» SOURCE PASSAGE

====================

Looking at the proposal drafts, the search, chat, and categorisation proposals all build on the same core idea (unless I missed something): split notes into chunks, generate embeddings, store the vectors, and retrieve by similarity. Whether the goal is search, chat, or auto-tagging, the retrieval layer underneath looks very similar. Existing plugins already do this to some extent too.

Shared infrastructure as an opportunity

Since search, chat, and categorisation may make use of the same embedding index, there's a nice opportunity to build it once and build it well.

I'm not sure what the right architecture for this would be (I experimented with storing embeddings in userData, which can potentially be shared across plugins in the future). But the idea is for one process to build the index (using the latest methods), one set of vectors (perhaps even synced across devices). Other features like chat, search, categorisation would just be consumers.

This is also relevant for local model loading. Several proposals want to run embedding models in-process (via Transformers.js or WASM). That works well for a single plugin, but if multiple plugins each load their own model, the memory footprint inside the app adds up quickly. A shared index means one model, one memory budget.

Building a shared embedding index could be a GSoC-sized project on its own, especially combined with the pipeline improvements I describe below. Something like "build a shared, high-quality embedding index for Joplin" could create the foundation that makes all the downstream features possible. With a shared index in place, features like chat, auto-tagging, and related notes become much easier to build on top, which frees up time for the harder problems in each project.

Where I see the interesting opportunities

Two directions that I think would take Joplin's AI capabilities further than what we have today:

Retrieval pipeline improvements

The basic embed-and-retrieve approach works, but there are well-known techniques that can meaningfully improve quality. I wrote about it recently here. Some ideas:

  • Reranking: using a second, more precise model to re-score the top results before passing them to the LLM.

  • Hybrid scoring: combining keyword-based scores (like BM25) with vector similarity automatically, so exact term matches get a natural boost.

  • Query decomposition: breaking complex questions into sub-queries and retrieving for each one separately.

  • Relevant segment extraction (RSE): dynamically combining adjacent relevant chunks into longer segments instead of returning fixed-size blocks.

The nice thing about these is that if we have a shared infrastructure, they benefit every downstream feature at once: chat, search, related notes, and auto-tags all get better together.

Agent-based search

Current proposals use embedding-based retrieval: embed the query, rank by similarity. But search can also work differently and become distinct from the pipeline above. An LLM agent could use Joplin's existing search tools (keyword search, tag filters, date ranges, notebook scoping) and reason about how to combine them. This is similar to what Joplin MCP servers do, but built into the app rather than through an external client.

This would be a genuinely different approach from embedding-based retrieval. It doesn't need a vector index at all, just tool-use capabilities. It could work as a plugin or potentially in core. I haven't seen anyone propose this yet, and I think it's worth exploring.

Sharing this to start a conversation. Happy to discuss any of this with students, mentors or users.

10 Likes

This is a very interesting perspective on the AI-related ideas for this year.

While working on my proposal for Idea 5 (Automatically label images using AI), I also noticed that several AI features could end up loading their own models or building their own pipelines independently.

A shared infrastructure for things like model loading or indexing could definitely reduce duplication and memory usage, especially if multiple plugins run local models (for example via Transformers.js or similar approaches).

====================

» SUPPLIED RECORDS
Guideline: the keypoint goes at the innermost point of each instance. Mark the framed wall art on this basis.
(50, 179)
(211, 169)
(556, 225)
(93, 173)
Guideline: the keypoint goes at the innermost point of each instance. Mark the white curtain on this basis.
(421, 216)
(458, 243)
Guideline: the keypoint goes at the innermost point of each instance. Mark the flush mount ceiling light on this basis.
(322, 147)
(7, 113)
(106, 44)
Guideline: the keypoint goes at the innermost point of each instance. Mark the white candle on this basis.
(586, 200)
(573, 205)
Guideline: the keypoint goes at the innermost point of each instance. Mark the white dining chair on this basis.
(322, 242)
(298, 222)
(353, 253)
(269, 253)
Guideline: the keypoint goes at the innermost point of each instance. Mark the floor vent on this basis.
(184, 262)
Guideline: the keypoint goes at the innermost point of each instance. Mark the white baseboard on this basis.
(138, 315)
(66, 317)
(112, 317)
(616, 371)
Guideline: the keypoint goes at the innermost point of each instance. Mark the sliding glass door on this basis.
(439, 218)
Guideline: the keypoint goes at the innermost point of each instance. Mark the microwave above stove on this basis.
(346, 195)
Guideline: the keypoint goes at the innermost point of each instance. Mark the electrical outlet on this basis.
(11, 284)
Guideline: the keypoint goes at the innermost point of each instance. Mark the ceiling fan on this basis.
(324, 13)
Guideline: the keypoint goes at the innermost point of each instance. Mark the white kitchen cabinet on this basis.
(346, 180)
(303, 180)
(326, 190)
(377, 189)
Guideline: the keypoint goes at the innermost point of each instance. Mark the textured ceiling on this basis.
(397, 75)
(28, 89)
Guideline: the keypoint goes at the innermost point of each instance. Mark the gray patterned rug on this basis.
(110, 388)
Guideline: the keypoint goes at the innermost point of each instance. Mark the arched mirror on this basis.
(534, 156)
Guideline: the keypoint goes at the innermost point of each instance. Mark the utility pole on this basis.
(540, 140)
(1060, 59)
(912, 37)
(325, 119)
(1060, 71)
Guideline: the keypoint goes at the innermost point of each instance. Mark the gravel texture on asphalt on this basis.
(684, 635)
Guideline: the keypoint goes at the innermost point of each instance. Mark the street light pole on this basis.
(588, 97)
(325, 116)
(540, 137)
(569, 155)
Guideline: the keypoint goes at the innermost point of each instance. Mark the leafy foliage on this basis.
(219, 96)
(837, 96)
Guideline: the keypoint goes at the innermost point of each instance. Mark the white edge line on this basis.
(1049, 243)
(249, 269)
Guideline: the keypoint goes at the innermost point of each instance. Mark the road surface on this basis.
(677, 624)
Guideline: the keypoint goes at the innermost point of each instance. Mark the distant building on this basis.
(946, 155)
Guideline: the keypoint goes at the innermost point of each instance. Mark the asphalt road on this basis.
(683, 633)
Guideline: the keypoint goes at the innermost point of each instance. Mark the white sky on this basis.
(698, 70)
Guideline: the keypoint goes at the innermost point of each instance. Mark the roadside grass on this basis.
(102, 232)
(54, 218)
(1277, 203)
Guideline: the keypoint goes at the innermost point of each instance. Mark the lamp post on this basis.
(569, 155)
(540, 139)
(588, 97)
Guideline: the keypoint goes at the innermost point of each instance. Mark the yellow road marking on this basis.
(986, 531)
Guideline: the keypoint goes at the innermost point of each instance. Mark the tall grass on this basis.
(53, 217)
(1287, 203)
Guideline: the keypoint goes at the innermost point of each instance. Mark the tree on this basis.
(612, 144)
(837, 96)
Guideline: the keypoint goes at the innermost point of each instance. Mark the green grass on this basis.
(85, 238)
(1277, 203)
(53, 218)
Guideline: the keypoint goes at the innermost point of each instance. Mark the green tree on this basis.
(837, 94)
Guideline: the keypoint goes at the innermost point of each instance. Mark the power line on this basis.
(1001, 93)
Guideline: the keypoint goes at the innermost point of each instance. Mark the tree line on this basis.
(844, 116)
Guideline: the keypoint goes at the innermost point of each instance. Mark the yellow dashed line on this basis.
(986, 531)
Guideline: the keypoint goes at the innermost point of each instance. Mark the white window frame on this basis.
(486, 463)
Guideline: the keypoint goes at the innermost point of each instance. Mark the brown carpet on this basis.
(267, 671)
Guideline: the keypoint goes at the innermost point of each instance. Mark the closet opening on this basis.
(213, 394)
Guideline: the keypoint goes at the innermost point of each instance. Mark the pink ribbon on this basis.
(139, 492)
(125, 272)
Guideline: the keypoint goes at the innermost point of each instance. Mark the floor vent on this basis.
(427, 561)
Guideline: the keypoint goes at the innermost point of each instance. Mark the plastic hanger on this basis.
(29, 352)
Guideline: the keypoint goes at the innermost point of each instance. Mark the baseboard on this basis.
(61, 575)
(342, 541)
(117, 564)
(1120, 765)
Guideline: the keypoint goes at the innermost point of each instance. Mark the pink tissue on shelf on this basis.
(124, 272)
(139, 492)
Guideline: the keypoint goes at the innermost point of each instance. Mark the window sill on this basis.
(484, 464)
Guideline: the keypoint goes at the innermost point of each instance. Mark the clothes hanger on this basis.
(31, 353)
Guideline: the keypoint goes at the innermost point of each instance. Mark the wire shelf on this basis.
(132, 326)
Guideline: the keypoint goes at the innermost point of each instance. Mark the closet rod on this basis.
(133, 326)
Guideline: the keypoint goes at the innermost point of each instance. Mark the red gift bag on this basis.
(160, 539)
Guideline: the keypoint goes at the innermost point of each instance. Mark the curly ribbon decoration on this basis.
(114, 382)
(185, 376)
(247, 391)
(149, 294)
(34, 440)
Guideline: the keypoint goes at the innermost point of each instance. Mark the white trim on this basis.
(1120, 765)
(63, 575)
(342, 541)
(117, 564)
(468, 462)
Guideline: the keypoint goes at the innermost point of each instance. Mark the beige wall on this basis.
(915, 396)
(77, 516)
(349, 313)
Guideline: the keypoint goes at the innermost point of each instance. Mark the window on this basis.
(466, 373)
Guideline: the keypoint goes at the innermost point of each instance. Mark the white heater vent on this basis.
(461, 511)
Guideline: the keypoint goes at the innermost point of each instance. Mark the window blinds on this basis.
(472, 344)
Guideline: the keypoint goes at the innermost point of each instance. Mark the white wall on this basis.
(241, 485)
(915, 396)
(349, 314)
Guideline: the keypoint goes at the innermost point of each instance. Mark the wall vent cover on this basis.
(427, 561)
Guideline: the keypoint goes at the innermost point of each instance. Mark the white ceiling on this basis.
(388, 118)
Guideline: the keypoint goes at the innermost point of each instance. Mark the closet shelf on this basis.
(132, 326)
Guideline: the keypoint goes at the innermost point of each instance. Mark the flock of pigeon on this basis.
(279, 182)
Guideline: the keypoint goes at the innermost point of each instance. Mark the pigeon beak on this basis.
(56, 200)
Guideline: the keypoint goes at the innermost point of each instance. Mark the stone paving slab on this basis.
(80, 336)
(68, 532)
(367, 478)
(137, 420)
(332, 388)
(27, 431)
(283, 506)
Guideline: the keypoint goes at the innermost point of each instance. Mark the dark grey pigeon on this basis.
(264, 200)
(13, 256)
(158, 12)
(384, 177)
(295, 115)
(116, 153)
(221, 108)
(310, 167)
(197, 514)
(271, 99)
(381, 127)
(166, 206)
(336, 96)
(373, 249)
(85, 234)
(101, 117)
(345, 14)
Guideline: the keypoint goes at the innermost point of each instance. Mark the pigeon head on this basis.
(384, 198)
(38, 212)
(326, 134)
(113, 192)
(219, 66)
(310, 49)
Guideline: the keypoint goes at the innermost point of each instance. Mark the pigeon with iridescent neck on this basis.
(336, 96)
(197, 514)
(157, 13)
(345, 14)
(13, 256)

====================

» WHAT THE EXERCISE ASKS
In the forum post about Joplin's AI features, what does hybrid scoring combine? The data above come from a separate source, not from the forum post.

» RESPONSE
It combines keyword-based scores, such as BM25, with vector similarity.